== INFORMATION GIVEN ==
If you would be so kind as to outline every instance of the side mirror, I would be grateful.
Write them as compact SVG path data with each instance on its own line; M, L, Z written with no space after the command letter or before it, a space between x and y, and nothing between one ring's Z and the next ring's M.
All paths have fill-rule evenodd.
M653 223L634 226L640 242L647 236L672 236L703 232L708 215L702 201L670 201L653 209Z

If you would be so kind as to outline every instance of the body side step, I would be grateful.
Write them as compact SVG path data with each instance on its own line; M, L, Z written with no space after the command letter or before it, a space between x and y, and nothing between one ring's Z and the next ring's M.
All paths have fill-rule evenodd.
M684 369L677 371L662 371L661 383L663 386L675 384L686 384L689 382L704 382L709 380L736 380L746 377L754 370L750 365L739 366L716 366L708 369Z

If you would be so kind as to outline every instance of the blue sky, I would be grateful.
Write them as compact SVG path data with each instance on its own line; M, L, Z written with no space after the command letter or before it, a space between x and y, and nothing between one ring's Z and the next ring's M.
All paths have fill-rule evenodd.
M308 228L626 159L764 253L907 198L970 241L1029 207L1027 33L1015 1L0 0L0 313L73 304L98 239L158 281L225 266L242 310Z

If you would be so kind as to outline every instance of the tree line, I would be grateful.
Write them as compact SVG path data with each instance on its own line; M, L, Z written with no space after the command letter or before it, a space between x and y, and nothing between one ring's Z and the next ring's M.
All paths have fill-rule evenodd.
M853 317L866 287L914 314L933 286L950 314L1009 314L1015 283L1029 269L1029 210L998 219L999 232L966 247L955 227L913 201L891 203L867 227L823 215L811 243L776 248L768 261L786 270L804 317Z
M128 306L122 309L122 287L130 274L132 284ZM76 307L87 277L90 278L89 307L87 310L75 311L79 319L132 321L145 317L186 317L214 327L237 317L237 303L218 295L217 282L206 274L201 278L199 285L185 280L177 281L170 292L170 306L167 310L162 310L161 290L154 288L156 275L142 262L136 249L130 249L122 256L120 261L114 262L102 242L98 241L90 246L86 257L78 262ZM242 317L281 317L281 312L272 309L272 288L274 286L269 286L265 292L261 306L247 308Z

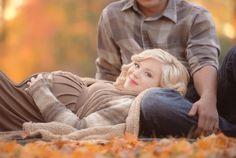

== EXERCISE INSTRUCTIONS ==
Turn the lines of the records above into a numbered list, one line per number, skipping the blank lines. Leave the pictures out.

== SOLUTION ==
1. If you would be so kind as to outline every instance of the side mirror, I would be grateful.
2. Write them as compact SVG path data with each instance on its own line; M, L, Z written with no space after the command letter or before it, a space between x and y, and nothing between one ring's Z and the next ring's M.
3. All paths have fill-rule evenodd.
4. M653 223L634 226L640 242L647 236L672 236L703 232L708 215L702 201L670 201L653 209Z
5. If you would be so kind as to outline every instance of the body side step, I would be grateful.
6. Write them as compact SVG path data with each instance on its own line; M, L, Z written with no space after the command letter or before it, a space between x and y, and nothing between one ring's Z and the next ring's M.
7. All paths have fill-rule evenodd.
8. M684 369L677 371L662 371L661 383L663 386L675 384L686 384L689 382L704 382L709 380L736 380L746 377L754 370L750 365L739 366L716 366L708 369Z
9. If you would be so kind as to outline every instance of the blue sky, I would be grateful.
10. Write them as compact SVG path data with each instance on its own line; M, L, Z written with no space after the command letter or before it, a space between x and y, and nothing between one ring's Z and the next ring's M.
11. All paths have fill-rule evenodd.
12. M308 228L626 159L764 253L907 198L970 241L1029 207L1027 33L1015 1L0 0L0 313L73 304L98 239L158 281L225 266L242 310Z
13. If you would be so kind as to outline every instance of the tree line, I would be grateful.
14. Write them as compact SVG path data with each instance on its own line; M, L, Z written with no space after the command letter or before it, a space between x and y, and nothing between one ring's Z and the next ring's M.
15. All paths have fill-rule evenodd.
16. M853 317L866 287L914 314L933 286L950 314L1009 314L1015 283L1029 269L1029 210L998 219L999 232L966 247L955 227L913 201L891 203L867 227L823 215L811 243L776 248L768 261L786 270L804 317Z
17. M128 306L122 309L122 287L130 274L132 284ZM76 307L87 277L90 278L89 307L87 310L75 311L79 319L132 321L145 317L186 317L214 327L237 317L237 303L218 295L217 282L206 274L201 278L199 285L185 280L177 281L170 292L170 306L167 310L162 310L161 290L154 288L156 275L142 262L136 249L130 249L122 256L120 261L114 262L102 242L98 241L90 246L86 257L78 262ZM242 317L281 317L281 312L272 309L272 288L274 286L269 286L265 292L261 306L247 308Z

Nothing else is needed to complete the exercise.